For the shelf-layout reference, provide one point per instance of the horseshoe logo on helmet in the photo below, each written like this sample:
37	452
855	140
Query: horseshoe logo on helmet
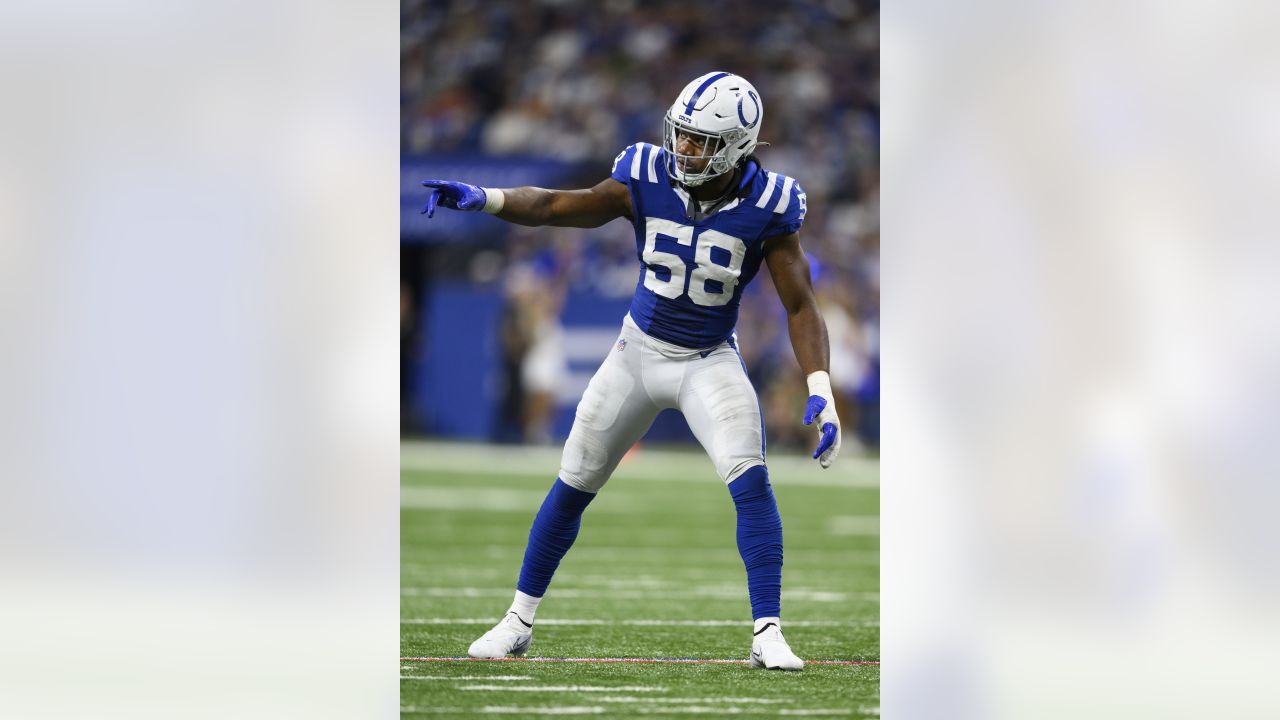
743	117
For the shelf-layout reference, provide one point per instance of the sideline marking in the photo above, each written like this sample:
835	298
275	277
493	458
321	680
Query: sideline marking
507	678
645	621
686	660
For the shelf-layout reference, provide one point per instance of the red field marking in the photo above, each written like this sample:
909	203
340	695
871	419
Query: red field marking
688	660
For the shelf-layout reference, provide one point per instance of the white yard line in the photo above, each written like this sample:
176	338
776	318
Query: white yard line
717	592
640	621
492	678
567	688
690	700
504	710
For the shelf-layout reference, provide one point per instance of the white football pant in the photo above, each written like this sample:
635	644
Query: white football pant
644	376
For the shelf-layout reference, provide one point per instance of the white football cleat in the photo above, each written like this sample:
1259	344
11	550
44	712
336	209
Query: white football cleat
511	636
769	650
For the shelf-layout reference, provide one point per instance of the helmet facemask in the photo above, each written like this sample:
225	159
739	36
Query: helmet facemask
714	149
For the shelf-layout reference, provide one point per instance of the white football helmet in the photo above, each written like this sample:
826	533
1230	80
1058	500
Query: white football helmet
720	113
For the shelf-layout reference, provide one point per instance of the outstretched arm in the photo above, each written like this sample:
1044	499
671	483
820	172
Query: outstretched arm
790	272
535	205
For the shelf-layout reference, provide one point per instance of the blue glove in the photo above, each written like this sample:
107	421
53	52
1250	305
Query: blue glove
828	440
453	195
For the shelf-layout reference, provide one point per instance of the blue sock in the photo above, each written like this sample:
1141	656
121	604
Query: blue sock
759	540
551	537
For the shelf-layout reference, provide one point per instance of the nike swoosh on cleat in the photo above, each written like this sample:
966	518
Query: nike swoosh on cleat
764	628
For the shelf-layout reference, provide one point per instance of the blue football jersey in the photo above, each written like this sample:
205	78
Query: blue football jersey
693	270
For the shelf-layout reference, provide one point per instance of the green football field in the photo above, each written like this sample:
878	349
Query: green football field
654	574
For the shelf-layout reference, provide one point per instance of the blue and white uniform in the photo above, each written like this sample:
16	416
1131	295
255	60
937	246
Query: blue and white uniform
677	347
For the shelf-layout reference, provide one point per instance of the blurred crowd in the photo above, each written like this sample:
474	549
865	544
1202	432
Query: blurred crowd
577	81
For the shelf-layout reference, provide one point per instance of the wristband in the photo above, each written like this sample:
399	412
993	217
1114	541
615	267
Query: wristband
819	384
494	200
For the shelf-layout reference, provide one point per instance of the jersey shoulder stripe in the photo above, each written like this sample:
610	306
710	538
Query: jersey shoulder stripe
768	188
638	162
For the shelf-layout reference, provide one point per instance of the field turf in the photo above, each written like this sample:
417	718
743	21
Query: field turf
654	574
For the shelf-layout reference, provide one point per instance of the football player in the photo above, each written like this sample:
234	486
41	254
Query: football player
705	213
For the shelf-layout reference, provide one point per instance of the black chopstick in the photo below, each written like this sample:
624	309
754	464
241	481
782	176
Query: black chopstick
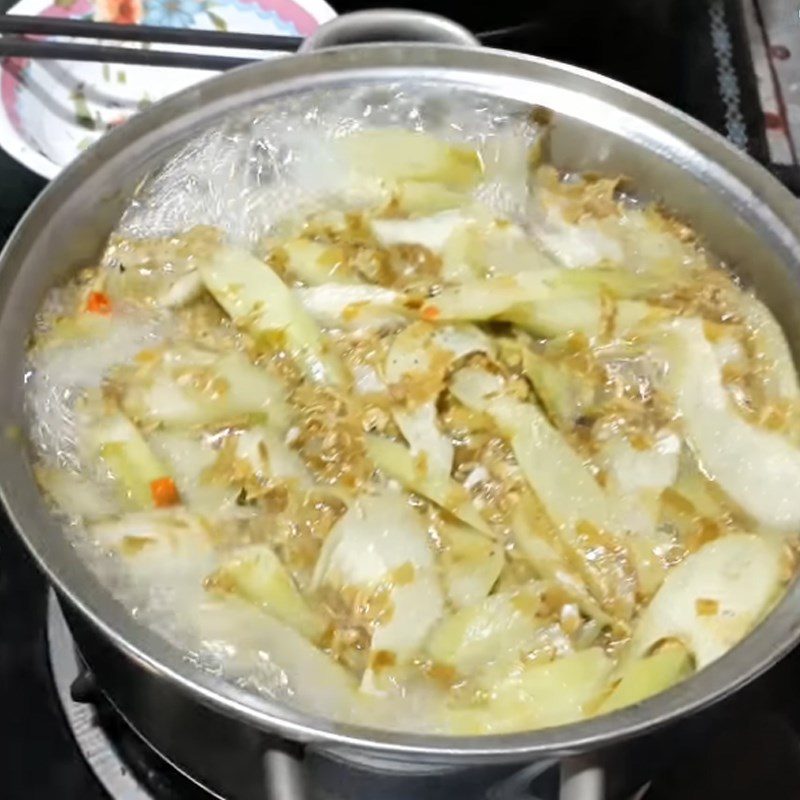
44	26
66	51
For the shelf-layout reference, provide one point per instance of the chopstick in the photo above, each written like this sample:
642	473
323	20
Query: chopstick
44	26
15	27
67	51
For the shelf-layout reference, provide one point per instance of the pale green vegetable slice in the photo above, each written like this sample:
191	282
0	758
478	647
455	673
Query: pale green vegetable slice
191	459
530	294
536	695
420	429
315	263
556	472
128	457
74	330
549	559
420	198
258	300
564	392
713	599
420	356
353	306
160	540
643	677
273	651
588	315
75	495
573	499
771	346
257	575
396	155
183	290
507	250
633	470
381	544
498	628
431	232
187	458
228	386
488	298
397	461
471	564
759	469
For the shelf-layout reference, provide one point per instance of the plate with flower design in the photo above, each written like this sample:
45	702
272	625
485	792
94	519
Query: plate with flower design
50	111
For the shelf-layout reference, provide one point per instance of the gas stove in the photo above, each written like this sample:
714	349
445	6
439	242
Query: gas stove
63	740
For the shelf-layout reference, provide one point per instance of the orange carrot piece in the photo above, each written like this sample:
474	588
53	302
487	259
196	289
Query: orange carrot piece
98	303
164	492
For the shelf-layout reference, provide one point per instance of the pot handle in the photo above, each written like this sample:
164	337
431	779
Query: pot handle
580	778
387	25
283	775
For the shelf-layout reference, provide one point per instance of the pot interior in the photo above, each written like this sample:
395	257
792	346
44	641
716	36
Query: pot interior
745	217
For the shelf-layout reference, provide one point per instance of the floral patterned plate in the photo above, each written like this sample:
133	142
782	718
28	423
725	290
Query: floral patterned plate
52	110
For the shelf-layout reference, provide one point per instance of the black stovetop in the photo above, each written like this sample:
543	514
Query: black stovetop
664	47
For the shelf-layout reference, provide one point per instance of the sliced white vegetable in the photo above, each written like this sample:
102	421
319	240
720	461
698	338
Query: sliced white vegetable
257	575
397	462
394	155
249	642
243	389
557	473
571	496
644	677
420	198
537	695
381	542
184	290
471	564
167	544
258	300
771	346
585	315
431	232
315	263
498	628
712	600
187	458
419	427
128	457
74	495
416	351
757	468
352	306
633	470
543	292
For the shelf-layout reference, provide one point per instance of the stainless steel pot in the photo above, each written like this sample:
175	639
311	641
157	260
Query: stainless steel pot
217	733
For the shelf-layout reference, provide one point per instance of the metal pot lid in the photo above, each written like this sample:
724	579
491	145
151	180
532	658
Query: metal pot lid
746	216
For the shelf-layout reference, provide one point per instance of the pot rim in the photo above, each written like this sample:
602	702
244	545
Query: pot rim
43	535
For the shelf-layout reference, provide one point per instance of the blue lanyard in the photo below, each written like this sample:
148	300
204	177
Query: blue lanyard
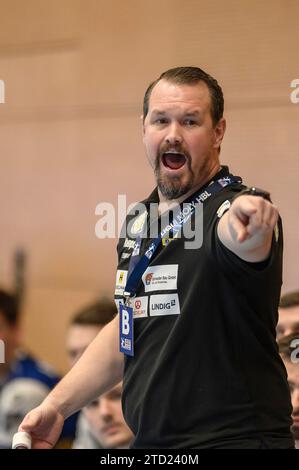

+++

## Work to be completed
Please pull out each line of the entries above that contains the string "stovetop", matching case exactly.

## Solved problem
For the shelf-layout reference, provide one point per instance of the black stovetop in the photo above, each written like this sample:
Query: black stovetop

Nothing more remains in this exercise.